***** Data extracts

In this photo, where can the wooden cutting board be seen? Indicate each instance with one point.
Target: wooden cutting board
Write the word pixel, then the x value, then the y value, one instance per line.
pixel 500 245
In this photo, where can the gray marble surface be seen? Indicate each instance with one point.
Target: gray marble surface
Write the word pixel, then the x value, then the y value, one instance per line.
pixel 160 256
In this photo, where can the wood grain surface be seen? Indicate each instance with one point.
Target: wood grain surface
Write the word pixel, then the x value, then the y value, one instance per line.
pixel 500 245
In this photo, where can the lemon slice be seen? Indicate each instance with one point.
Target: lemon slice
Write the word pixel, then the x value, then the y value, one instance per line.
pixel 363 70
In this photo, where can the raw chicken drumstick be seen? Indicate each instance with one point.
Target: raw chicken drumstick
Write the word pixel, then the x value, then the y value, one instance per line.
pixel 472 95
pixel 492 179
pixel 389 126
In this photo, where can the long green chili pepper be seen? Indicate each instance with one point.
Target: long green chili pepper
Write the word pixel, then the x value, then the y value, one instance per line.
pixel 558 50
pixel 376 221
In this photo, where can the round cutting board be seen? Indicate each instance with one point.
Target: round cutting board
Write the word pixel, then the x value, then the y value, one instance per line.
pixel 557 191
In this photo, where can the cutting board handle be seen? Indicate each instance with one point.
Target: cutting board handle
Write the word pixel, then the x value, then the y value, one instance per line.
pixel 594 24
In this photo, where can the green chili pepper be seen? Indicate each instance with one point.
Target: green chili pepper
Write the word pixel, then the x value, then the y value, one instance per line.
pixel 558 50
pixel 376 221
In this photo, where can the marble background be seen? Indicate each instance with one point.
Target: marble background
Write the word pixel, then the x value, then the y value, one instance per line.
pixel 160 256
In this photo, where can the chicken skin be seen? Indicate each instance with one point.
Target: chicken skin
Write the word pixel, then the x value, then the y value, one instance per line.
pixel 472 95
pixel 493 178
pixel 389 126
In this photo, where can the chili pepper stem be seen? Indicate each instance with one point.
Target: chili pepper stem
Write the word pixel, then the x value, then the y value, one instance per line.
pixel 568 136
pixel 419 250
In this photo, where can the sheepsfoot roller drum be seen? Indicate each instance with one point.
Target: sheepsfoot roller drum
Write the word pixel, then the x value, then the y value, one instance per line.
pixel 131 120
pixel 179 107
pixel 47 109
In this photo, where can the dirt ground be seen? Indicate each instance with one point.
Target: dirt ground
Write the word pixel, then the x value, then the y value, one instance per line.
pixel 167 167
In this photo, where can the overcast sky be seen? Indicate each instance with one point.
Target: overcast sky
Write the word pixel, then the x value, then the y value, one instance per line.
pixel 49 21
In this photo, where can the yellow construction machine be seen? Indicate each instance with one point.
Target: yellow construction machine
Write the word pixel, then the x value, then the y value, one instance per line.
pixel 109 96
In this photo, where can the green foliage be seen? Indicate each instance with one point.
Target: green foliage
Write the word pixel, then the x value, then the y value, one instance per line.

**********

• Task instructions
Whenever the string "slice" occurs in a line of the entries above, copy that line.

• The answer
In this photo, where can the lemon slice be seen? Indicate each instance with one point.
Target: lemon slice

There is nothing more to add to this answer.